- [GIVEN DATA]:
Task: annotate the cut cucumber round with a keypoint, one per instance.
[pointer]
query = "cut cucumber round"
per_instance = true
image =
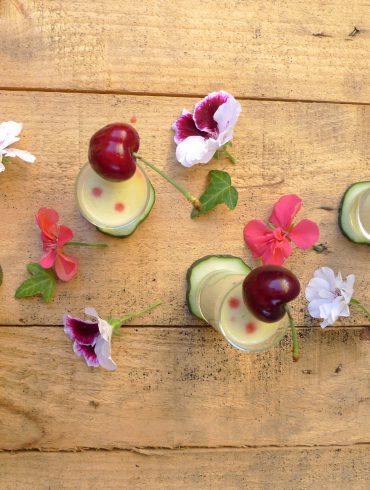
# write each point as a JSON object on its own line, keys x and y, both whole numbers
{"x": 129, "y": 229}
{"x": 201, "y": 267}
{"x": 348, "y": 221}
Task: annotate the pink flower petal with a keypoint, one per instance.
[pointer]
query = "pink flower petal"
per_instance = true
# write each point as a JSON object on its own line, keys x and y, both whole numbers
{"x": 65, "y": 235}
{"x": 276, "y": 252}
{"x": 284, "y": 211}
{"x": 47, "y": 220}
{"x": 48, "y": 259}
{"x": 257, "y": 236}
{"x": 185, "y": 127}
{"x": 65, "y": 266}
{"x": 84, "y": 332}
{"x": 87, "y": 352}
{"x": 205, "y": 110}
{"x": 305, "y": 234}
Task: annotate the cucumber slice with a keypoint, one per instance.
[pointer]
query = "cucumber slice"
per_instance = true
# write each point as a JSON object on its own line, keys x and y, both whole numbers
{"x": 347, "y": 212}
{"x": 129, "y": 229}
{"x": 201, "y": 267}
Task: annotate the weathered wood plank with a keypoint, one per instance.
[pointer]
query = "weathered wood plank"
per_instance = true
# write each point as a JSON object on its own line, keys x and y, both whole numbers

---

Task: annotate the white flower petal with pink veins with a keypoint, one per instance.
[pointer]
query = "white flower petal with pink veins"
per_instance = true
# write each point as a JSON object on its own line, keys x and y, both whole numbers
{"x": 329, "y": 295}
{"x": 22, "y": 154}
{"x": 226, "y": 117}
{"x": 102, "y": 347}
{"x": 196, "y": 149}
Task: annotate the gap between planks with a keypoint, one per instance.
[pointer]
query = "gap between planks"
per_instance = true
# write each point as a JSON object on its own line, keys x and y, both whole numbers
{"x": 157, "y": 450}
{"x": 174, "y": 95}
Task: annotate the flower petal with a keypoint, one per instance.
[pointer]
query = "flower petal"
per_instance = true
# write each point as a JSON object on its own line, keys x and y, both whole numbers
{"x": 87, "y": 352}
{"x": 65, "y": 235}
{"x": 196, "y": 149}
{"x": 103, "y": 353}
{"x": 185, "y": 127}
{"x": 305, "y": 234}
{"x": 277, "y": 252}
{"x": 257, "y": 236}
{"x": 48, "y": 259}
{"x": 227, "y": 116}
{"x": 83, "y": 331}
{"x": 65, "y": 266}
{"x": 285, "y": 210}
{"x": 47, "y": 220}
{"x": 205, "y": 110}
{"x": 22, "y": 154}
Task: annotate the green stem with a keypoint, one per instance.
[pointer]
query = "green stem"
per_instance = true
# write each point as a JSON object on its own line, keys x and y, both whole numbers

- [THE PROBLEM]: From the data, collect all lines where the string "query" appears.

- [TASK RESULT]:
query = "cut cucumber round"
query = "pink flower petal"
query = "cucumber slice"
query = "weathered wood plank"
query = "white flower petal with pink veins"
query = "gap between planks"
query = "flower petal"
query = "green stem"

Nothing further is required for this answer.